Your FTP is defined by muscular fitness, or metabolic fitness. While your VO2max defines cardio fitness.

When doing longer 30-70 minute sustained hard efforts, say racing up a long climb or into a headwind, or doing a 10 mile or 40km time trial, your muscular fitness comes down to 2 things:

  • lactate production within the muscle
  • lactate clearance out of the muscle

Doing threshold intervals around 100% of your FTP:

  • focuses on lactate clearance
  • improves the body’s ability to move excess lactate out of working leg muscles and blood, and to other muscles and organs like the heart, liver, and kidneys
  • improves your ability to tolerate the acidic environment inside the leg muscles that comes from riding hard (due to higher lactate production)

DATA EXTRACT →
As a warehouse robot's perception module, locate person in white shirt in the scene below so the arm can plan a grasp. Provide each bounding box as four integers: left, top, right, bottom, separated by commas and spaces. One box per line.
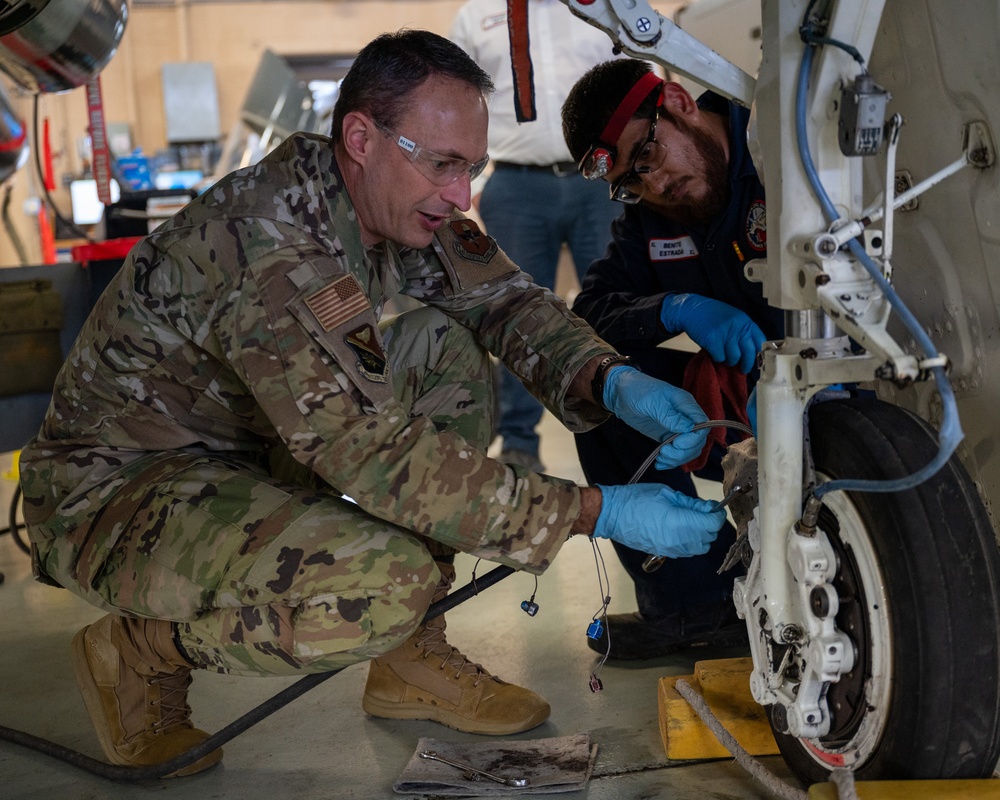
448, 0, 621, 472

WHAT THIS EXERCISE ASKS →
1. List the organs the cycling training text names as places where excess lactate can be moved.
2. From the cycling training text, reproduce the stretch from "When doing longer" through "higher lactate production)".

THE ANSWERS →
1. Heart, liver, kidneys

2.
When doing longer 30-70 minute sustained hard efforts, say racing up a long climb or into a headwind, or doing a 10 mile or 40km time trial, your muscular fitness comes down to 2 things:

  • lactate production within the muscle
  • lactate clearance out of the muscle

Doing threshold intervals around 100% of your FTP:

  • focuses on lactate clearance
  • improves the body’s ability to move excess lactate out of working leg muscles and blood, and to other muscles and organs like the heart, liver, and kidneys
  • improves your ability to tolerate the acidic environment inside the leg muscles that comes from riding hard (due to higher lactate production)